* TASK BRIEF
Look through the records below and copy each line that includes the word "dark".

BEGIN

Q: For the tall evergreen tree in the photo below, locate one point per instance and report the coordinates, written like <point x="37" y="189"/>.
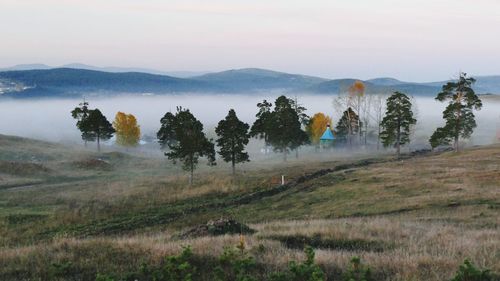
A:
<point x="348" y="126"/>
<point x="97" y="126"/>
<point x="183" y="134"/>
<point x="166" y="134"/>
<point x="397" y="121"/>
<point x="286" y="133"/>
<point x="233" y="137"/>
<point x="303" y="118"/>
<point x="458" y="115"/>
<point x="262" y="125"/>
<point x="80" y="113"/>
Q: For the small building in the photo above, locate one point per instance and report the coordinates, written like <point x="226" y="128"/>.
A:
<point x="327" y="138"/>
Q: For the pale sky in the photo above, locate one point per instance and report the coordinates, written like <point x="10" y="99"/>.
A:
<point x="424" y="40"/>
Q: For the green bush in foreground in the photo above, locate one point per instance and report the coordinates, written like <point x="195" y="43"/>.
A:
<point x="468" y="272"/>
<point x="357" y="271"/>
<point x="236" y="264"/>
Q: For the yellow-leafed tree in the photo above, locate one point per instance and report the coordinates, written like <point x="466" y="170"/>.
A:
<point x="317" y="126"/>
<point x="128" y="132"/>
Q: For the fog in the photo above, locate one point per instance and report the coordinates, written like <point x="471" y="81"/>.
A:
<point x="51" y="120"/>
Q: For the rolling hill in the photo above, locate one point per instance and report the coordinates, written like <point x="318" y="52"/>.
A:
<point x="73" y="82"/>
<point x="258" y="79"/>
<point x="68" y="82"/>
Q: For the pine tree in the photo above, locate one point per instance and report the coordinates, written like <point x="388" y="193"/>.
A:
<point x="183" y="134"/>
<point x="458" y="115"/>
<point x="397" y="121"/>
<point x="233" y="137"/>
<point x="304" y="119"/>
<point x="286" y="133"/>
<point x="128" y="132"/>
<point x="80" y="113"/>
<point x="97" y="126"/>
<point x="348" y="126"/>
<point x="263" y="123"/>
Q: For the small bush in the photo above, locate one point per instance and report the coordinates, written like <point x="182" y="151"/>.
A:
<point x="357" y="271"/>
<point x="468" y="272"/>
<point x="307" y="271"/>
<point x="235" y="266"/>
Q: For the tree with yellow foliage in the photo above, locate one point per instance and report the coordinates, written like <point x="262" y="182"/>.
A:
<point x="127" y="131"/>
<point x="317" y="126"/>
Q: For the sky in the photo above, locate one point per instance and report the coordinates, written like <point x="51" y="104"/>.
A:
<point x="425" y="40"/>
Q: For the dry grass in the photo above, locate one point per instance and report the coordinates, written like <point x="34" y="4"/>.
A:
<point x="431" y="213"/>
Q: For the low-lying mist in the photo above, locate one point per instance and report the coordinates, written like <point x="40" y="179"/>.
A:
<point x="51" y="120"/>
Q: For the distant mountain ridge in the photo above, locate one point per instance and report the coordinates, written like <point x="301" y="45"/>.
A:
<point x="75" y="82"/>
<point x="39" y="66"/>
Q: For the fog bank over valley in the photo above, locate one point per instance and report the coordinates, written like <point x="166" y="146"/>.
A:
<point x="50" y="119"/>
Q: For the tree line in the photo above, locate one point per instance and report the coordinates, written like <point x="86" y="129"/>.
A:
<point x="285" y="127"/>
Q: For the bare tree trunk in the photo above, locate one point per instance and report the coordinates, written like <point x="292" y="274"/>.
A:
<point x="378" y="137"/>
<point x="398" y="141"/>
<point x="233" y="164"/>
<point x="191" y="175"/>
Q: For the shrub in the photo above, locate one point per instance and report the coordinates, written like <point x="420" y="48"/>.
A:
<point x="357" y="271"/>
<point x="235" y="266"/>
<point x="468" y="272"/>
<point x="306" y="271"/>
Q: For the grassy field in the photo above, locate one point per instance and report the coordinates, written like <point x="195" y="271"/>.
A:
<point x="67" y="213"/>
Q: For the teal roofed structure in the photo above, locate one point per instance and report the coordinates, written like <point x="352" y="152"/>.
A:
<point x="327" y="139"/>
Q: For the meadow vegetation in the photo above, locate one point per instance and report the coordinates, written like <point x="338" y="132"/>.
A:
<point x="73" y="214"/>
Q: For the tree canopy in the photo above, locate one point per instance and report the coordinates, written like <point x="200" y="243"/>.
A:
<point x="233" y="137"/>
<point x="286" y="133"/>
<point x="128" y="132"/>
<point x="317" y="126"/>
<point x="183" y="134"/>
<point x="97" y="127"/>
<point x="348" y="126"/>
<point x="459" y="116"/>
<point x="397" y="121"/>
<point x="80" y="113"/>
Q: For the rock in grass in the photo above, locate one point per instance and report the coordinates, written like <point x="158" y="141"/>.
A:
<point x="217" y="227"/>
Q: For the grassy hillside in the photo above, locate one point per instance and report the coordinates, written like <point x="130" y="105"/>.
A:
<point x="80" y="213"/>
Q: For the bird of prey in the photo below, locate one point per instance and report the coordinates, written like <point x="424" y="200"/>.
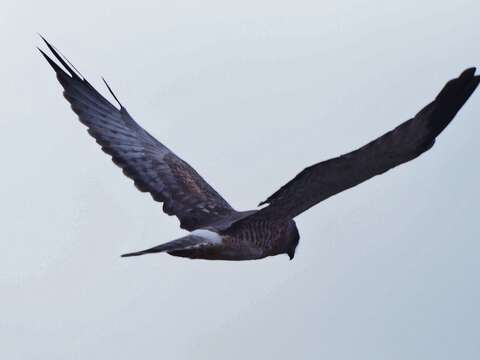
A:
<point x="216" y="230"/>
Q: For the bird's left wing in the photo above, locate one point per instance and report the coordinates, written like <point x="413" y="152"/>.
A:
<point x="152" y="166"/>
<point x="404" y="143"/>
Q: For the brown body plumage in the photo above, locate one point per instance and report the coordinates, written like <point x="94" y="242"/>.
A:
<point x="217" y="231"/>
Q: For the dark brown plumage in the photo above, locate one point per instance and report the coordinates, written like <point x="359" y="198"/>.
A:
<point x="217" y="231"/>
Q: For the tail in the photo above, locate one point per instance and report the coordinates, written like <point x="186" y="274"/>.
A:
<point x="184" y="243"/>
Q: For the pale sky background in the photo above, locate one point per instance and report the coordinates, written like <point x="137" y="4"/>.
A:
<point x="249" y="93"/>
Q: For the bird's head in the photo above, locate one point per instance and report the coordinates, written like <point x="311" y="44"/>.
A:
<point x="293" y="237"/>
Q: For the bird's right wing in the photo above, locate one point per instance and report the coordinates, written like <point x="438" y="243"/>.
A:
<point x="151" y="165"/>
<point x="415" y="136"/>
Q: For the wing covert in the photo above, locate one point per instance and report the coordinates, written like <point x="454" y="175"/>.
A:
<point x="152" y="166"/>
<point x="409" y="140"/>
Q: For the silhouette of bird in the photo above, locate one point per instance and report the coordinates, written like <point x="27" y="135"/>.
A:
<point x="216" y="230"/>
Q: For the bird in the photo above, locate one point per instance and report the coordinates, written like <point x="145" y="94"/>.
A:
<point x="216" y="231"/>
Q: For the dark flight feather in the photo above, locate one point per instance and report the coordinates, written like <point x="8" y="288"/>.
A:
<point x="409" y="140"/>
<point x="151" y="165"/>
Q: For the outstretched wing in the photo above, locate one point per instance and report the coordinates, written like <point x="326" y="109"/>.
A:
<point x="151" y="165"/>
<point x="415" y="136"/>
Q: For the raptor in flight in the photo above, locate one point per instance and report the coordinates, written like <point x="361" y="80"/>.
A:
<point x="216" y="230"/>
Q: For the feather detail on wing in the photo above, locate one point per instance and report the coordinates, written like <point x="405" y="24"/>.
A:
<point x="409" y="140"/>
<point x="151" y="165"/>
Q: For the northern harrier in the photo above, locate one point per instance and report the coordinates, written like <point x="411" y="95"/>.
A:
<point x="217" y="231"/>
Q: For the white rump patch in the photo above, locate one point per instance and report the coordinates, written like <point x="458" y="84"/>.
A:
<point x="209" y="235"/>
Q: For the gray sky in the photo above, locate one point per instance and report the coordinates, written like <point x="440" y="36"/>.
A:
<point x="249" y="93"/>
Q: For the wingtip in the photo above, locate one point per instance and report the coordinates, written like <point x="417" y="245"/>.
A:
<point x="111" y="92"/>
<point x="469" y="72"/>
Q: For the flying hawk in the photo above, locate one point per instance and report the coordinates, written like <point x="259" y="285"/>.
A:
<point x="216" y="230"/>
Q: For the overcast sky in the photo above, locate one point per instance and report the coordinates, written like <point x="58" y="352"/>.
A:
<point x="249" y="93"/>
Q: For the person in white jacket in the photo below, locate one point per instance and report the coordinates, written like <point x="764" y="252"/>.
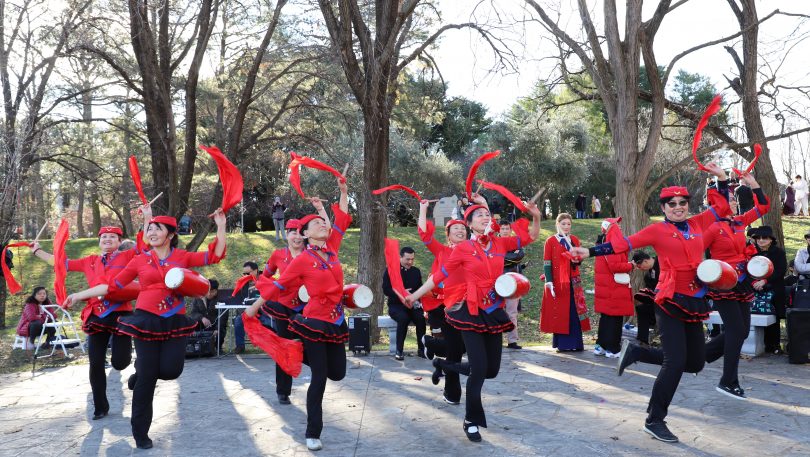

END

* TASK RESULT
Q: For the dark brown plumage in the photo above, locate one point per instance and report the coordinates, written like <point x="359" y="198"/>.
Q: For the dark flight feather in the photo above, locate one point per instance and report the coordinates, written like <point x="8" y="288"/>.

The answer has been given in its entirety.